BEGIN SELECTED TEXT

It’s been widely reported how priceless the Detroit Institute of Art’s collection is, but several months after being tapped by Emergency Manager Kevyn Orr to appraise its collection’s cash value, Christie’s Appraisals has set a value to the city’s crown jewels.
The New York-based auction house began working on its assessment toward the end of last summer and the findings highlight nearly a dozen works that were purchased by the city and could potentially be at risk.
Of about 66,000 works of art managed by the DIA, 2,781 were acquired, either in part or completely, with city funds, according to Christie’s, with fair market values reaching into eight and nine figures for some top masterpieces.

END SELECTED TEXT
BEGIN DATASET RECORDS

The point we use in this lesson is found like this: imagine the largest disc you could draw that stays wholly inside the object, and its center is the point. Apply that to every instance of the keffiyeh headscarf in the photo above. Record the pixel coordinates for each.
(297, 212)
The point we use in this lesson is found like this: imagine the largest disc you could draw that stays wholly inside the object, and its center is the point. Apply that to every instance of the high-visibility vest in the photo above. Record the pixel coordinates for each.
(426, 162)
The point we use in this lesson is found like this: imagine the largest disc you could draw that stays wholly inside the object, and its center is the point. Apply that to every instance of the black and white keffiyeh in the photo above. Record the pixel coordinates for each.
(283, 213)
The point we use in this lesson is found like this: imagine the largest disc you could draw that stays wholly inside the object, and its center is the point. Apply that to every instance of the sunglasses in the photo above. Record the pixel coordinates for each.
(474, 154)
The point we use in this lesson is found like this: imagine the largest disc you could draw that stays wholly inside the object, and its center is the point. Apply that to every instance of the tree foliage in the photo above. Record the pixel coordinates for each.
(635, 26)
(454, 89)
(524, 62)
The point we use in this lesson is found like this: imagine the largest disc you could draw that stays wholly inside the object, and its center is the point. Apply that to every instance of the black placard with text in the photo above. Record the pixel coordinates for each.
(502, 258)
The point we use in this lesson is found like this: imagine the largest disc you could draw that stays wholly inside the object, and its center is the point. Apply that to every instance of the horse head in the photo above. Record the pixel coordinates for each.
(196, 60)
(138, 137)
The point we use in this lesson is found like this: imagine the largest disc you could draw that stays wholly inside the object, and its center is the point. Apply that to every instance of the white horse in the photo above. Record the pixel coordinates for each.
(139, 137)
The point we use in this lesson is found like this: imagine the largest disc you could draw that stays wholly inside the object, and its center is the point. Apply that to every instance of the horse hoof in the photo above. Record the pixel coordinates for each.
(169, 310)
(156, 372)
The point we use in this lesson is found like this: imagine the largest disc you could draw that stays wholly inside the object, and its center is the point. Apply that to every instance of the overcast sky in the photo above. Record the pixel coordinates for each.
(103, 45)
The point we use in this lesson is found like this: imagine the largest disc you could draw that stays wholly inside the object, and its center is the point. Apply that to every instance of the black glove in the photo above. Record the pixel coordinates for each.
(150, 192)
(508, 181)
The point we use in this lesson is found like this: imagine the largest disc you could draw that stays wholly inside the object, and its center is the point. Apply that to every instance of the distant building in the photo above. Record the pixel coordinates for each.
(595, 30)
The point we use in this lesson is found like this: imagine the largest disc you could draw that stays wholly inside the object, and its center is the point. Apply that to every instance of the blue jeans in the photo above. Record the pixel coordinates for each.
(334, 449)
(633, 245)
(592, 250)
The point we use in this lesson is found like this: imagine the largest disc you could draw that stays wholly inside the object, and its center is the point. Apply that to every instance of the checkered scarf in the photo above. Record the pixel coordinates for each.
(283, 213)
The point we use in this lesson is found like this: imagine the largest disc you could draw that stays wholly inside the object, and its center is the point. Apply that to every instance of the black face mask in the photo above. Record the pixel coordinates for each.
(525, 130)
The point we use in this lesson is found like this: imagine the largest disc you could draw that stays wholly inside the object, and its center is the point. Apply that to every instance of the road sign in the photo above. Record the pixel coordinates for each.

END DATASET RECORDS

◆ STATED TASK A ◆
In the text on the Detroit art appraisal, how many of the works managed by the DIA were bought at least partly with city funds?
◆ STATED TASK B ◆
Copy word for word the stretch of rows from the line containing "the horse hoof" through the last row.

◆ WRITTEN ANSWER A ◆
2,781

◆ WRITTEN ANSWER B ◆
The point we use in this lesson is found like this: imagine the largest disc you could draw that stays wholly inside the object, and its center is the point. Apply that to every instance of the horse hoof in the photo above. Record the pixel coordinates for each.
(169, 310)
(156, 372)
The point we use in this lesson is found like this: imagine the largest disc you could draw that stays wholly inside the object, and its center is the point. Apply that to every instance of the overcast sky in the photo above. Record the pixel coordinates for each.
(103, 45)
The point we use in this lesson is found like this: imagine the largest disc you could draw that stays wholly inside the object, and its center is the point. Apply that to every instance of the black glove in the photo above. Record the pixel coordinates for each.
(150, 192)
(508, 181)
The point we use in this lesson is found like this: imagine the largest disc you could draw that stays wholly inside the object, and its center is the point. Apply that to every instance of the distant building in the photo above. Record the pixel coordinates for each.
(595, 30)
The point we use in this lesson is found like this: imagine the largest disc you could draw that stays wholly inside the object, and its center is the point. Apply that to every instance of the blue jeans in the photo above. Record the pixel coordinates for each.
(334, 449)
(633, 245)
(592, 250)
The point we use in this lesson is found like this: imagine the largest disc you could draw that stays wholly inside the object, and its center is the point. Apply that to every instance of the checkered scarf in the photo above. Record the pixel coordinates for each.
(283, 213)
The point we use in this lesson is found like this: imagine the largest disc you could draw that stays wholly inside the object, and its center is the point. Apply that to every instance of the black face mask in the photo above. Record the pixel coordinates for each.
(525, 130)
The point we use in this lesson is found like this: imagine the largest disc you could draw that stays wholly inside the object, and its center is the point. Apply that to every instance of the road sign in the photo above. Record the pixel coordinates for each.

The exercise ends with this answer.